▶ [Problem]: Output every entry exactly as written.

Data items
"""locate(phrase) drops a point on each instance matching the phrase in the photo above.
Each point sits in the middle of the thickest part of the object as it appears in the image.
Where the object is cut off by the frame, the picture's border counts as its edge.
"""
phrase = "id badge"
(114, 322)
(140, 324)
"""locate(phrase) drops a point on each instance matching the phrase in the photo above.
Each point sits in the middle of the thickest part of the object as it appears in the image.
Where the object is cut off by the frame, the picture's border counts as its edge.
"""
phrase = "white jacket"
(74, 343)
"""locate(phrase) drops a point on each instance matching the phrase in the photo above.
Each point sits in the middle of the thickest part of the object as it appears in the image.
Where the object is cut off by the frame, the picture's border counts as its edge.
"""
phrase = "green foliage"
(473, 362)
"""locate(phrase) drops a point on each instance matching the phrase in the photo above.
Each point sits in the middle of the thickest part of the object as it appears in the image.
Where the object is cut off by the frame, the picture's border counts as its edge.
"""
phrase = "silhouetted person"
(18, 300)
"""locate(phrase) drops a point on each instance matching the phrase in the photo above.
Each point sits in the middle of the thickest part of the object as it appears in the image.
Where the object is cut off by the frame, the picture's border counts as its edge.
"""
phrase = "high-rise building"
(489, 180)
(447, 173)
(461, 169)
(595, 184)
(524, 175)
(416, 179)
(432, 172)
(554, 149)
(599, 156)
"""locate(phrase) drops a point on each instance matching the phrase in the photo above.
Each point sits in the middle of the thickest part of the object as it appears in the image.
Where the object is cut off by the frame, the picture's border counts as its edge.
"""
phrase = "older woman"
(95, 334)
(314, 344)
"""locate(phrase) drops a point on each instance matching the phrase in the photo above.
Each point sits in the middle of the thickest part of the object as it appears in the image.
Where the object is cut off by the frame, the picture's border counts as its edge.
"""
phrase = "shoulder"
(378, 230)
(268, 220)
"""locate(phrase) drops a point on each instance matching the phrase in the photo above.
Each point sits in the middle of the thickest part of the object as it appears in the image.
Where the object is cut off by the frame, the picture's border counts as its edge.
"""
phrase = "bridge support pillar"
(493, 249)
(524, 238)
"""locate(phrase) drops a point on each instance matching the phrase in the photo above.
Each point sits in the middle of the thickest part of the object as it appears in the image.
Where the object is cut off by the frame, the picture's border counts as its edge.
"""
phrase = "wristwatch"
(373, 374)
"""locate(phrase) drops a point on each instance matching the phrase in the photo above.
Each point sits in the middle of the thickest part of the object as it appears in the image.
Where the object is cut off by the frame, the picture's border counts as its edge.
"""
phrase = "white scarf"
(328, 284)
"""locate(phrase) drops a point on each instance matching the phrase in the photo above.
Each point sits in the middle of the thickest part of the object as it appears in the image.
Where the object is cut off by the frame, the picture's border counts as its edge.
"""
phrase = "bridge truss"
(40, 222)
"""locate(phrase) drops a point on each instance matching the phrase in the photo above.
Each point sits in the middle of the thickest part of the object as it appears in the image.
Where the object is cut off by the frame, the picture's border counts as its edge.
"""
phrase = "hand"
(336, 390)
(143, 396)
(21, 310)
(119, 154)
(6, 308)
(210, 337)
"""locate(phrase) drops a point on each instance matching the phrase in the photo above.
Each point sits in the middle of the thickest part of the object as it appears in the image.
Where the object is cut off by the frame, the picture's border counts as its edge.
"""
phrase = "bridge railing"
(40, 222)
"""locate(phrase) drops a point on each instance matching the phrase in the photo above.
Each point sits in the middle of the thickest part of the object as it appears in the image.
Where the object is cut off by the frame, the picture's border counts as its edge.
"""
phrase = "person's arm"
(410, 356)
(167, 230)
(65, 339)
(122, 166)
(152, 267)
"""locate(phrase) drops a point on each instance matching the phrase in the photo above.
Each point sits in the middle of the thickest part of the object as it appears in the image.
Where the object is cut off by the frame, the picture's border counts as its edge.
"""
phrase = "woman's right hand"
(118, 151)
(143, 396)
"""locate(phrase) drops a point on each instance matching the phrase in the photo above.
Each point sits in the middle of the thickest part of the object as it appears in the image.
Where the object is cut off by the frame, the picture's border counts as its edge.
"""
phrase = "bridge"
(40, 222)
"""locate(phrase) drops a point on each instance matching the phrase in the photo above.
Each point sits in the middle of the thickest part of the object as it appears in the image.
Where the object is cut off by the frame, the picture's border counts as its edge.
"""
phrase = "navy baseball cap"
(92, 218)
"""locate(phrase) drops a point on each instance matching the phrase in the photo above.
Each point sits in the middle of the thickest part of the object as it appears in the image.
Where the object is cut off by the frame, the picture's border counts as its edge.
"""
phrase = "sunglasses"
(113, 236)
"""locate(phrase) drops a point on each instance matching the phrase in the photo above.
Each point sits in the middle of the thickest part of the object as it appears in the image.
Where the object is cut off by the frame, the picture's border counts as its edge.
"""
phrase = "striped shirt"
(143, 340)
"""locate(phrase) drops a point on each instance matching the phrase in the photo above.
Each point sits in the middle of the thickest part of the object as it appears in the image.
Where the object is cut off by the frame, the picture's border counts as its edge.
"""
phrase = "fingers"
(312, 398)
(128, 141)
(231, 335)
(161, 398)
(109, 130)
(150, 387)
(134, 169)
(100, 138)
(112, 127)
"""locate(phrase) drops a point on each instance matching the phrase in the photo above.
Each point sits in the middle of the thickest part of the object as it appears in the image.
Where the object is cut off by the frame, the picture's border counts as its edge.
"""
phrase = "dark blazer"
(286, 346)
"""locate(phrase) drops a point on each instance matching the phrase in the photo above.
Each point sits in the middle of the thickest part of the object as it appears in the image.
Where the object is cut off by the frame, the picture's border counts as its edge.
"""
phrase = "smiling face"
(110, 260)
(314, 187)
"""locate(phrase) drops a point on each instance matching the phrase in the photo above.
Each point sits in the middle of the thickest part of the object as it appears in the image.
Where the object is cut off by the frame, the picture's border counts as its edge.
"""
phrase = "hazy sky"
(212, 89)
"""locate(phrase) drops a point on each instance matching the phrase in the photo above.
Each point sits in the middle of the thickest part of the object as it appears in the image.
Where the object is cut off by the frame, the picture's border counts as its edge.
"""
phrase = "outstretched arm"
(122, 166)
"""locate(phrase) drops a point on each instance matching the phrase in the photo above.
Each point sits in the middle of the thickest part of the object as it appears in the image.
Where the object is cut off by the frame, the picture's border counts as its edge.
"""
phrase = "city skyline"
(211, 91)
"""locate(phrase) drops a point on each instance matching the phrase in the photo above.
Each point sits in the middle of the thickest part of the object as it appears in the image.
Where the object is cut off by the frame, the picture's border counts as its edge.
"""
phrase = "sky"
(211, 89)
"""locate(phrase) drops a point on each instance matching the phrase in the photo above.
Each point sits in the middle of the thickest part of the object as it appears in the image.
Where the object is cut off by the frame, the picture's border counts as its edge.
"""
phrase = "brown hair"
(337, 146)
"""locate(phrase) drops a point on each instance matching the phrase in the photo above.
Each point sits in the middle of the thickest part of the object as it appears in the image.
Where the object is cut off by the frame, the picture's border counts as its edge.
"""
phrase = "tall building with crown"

▶ [Correct answer]:
"""locate(phrase) drops a point on each instance matching the phrase in the photo above.
Each point sits in the middle of the thickest part of the object as it appears in the image.
Where the object is cut off by the frame, the picture's border counts as its edge.
"""
phrase = "id badge"
(114, 322)
(140, 324)
"""locate(phrase) drops a point on each instance matching the phrase in the photo above.
Each point sits in the middle of the thickest part of the object as it appears in the image.
Where the object is cut off by the frame, the picture's border counts as its edge.
"""
phrase = "white jacket"
(74, 343)
"""locate(phrase) drops a point on each instance matching the phrase in the photo above.
Each point sits in the middle of the thickest part of the object as it appears in the image.
Where the object is cut off by the frame, the picture's border counts as its edge.
"""
phrase = "green foliage"
(473, 362)
"""locate(phrase) drops a point on each instance matching the phrase in the photo above.
Each point sits in the middle of the thickest part of the object as it appears in the image.
Where the object is cut off by the frame, the picture's border counts as its edge.
"""
phrase = "silhouetted person"
(18, 300)
"""locate(phrase) drops a point on each instance matching the phrase in the photo above.
Each point sits in the middle of the thickest part of the object as it appears in the image.
Where the object is cut off by the frame, the picture's border counts as its edge.
"""
phrase = "high-rise building"
(489, 180)
(447, 173)
(461, 169)
(595, 184)
(524, 175)
(416, 179)
(432, 172)
(554, 149)
(599, 156)
"""locate(phrase) drops a point on each instance matching the phrase in the photo above.
Each point sits in the middle of the thickest part of the object as it appears in the image.
Where the object is cut off by the frame, the picture's border counts as its edge.
"""
phrase = "older woman"
(95, 334)
(314, 344)
"""locate(phrase) drops a point on each instance matching the phrase in the photo above.
Each point sits in the middle of the thickest part of the object as it appears in the image.
Where the object is cut off by the frame, the picture's border counts as its edge.
"""
phrase = "shoulder"
(378, 230)
(268, 220)
"""locate(phrase) drops a point on each instance matching the phrase in the photo above.
Each point sits in the middle of the thickest part of the object as it appears in the image.
Where the object is cut off by the frame, the picture's border counts as its edge.
"""
phrase = "bridge support pillar"
(493, 249)
(524, 238)
"""locate(phrase) drops a point on each instance matching the phrase in the photo above.
Each point sits in the middle of the thickest part of the object as it appears in the image.
Where the object is cut off by the frame, the picture's border counts as its edge.
"""
phrase = "wristwatch"
(373, 374)
"""locate(phrase) drops a point on each instance matching the phrase in the photo above.
Each point sits in the middle of the thickest part of the object as it appears in the image.
Where the object is cut off by the frame, the picture's border counts as its edge.
"""
phrase = "white scarf"
(328, 284)
"""locate(phrase) drops a point on each instance matching the phrase in the photo above.
Each point sits in the middle of the thickest part of the object as it appears in the image.
Where the object is cut off by the frame, the picture's border counts as its edge.
"""
phrase = "bridge truss"
(40, 222)
"""locate(phrase) drops a point on each instance matching the phrase in the photo above.
Each point sits in the middle of the thickest part of the object as it appears in the image.
Where the object is cut off by the frame, the picture's border counts as its edge.
"""
phrase = "hand"
(336, 390)
(143, 396)
(21, 310)
(119, 154)
(6, 308)
(210, 337)
"""locate(phrase) drops a point on each instance matching the phrase in the photo above.
Each point sits in the middle of the thickest part of the object as it appears in the image.
Where the object is cut off by the frame, the picture's border counts as its edge.
"""
phrase = "bridge railing"
(40, 222)
"""locate(phrase) drops a point on each instance matching the phrase in the photo above.
Each point sits in the middle of the thickest part of the object as it appears in the image.
Where the object is cut off by the frame, the picture's border counts as its edge.
"""
phrase = "person's arm"
(410, 356)
(167, 230)
(65, 339)
(122, 166)
(152, 267)
"""locate(phrase) drops a point on each instance matching the phrase in the photo above.
Each point sits in the middle of the thickest part of the object as it appears in the image.
Where the object is cut off by the frame, the picture's border counts as its edge.
"""
phrase = "woman's right hand"
(118, 151)
(143, 396)
"""locate(phrase) drops a point on each instance matching the phrase in the photo above.
Each point sits in the middle of the thickest part of the object as it appears in the image.
Where the object is cut off by the frame, the picture's border counts as its edge.
"""
phrase = "bridge"
(40, 222)
"""locate(phrase) drops a point on each instance matching the phrase in the photo above.
Each point sits in the middle of the thickest part of the object as it appears in the image.
Where the object is cut off by the frame, the picture's border counts as its edge.
"""
phrase = "navy baseball cap"
(92, 218)
"""locate(phrase) drops a point on each instance matching the phrase in the photo above.
Each point sits in the middle of the thickest part of the object as it appears in the image.
Where the object is cut off by the frame, the picture's border counts as its edge.
"""
phrase = "sunglasses"
(113, 236)
"""locate(phrase) drops a point on each instance matching the phrase in the photo above.
Each point sits in the middle of the thickest part of the object as it appears in the image.
Where the object is cut off by the frame, the picture's border counts as its edge.
"""
phrase = "striped shirt"
(143, 340)
"""locate(phrase) drops a point on each instance matching the phrase in the photo above.
Each point sits in the middle of the thickest part of the object as it appears in the image.
Where the object is cut off by the frame, the picture's border counts as its edge.
"""
phrase = "fingers"
(312, 398)
(128, 141)
(231, 335)
(161, 398)
(109, 130)
(150, 387)
(134, 169)
(100, 138)
(112, 127)
"""locate(phrase) drops a point on each instance matching the phrase in the photo above.
Each point sits in the middle of the thickest part of the object as it appears in the image.
Where the object is cut off by the frame, the picture's border counts as its edge.
"""
phrase = "dark blazer"
(286, 346)
"""locate(phrase) drops a point on each instance matching the phrase in the photo above.
Each point sits in the middle of the thickest part of the object as it appears in the image.
Where the object is cut off by the frame, the picture's border counts as its edge.
"""
phrase = "smiling face"
(110, 260)
(314, 187)
"""locate(phrase) drops a point on each instance matching the phrase in the photo above.
Each point sits in the middle of the thickest part of the object as it appears in the image.
Where the object is cut off by the frame, the picture's border counts as its edge.
"""
phrase = "hazy sky"
(212, 89)
"""locate(phrase) drops a point on each instance matching the phrase in the photo above.
Each point sits in the middle of the thickest part of the object as it appears in the image.
Where the object is cut off by the frame, the picture's border counts as its edge.
"""
phrase = "outstretched arm"
(122, 166)
"""locate(phrase) drops a point on each instance matching the phrase in the photo above.
Each point sits in the middle of the thickest part of the object as it appears in the image.
Where the object is cut off by the frame, the picture's border counts as its edge.
"""
phrase = "city skyline"
(211, 91)
"""locate(phrase) drops a point on each instance matching the phrase in the photo above.
Each point sits in the middle of the thickest part of the object as it appears in the image.
Where the object is cut off by the frame, the picture's border counts as its edge.
"""
phrase = "sky"
(211, 89)
"""locate(phrase) drops a point on each instance matching the phrase in the photo above.
Each point sits in the middle of the thickest part of the object as it appears in the image.
Where the object is cut off by the frame, the picture's border counts as its edge.
"""
phrase = "brown hair"
(337, 146)
"""locate(phrase) drops a point on each instance matching the phrase in the photo above.
Each point sits in the middle of the thickest part of the object as it appears in the image.
Where the object is cut off by the frame, the picture's border counts as its edge.
"""
phrase = "tall building with crown"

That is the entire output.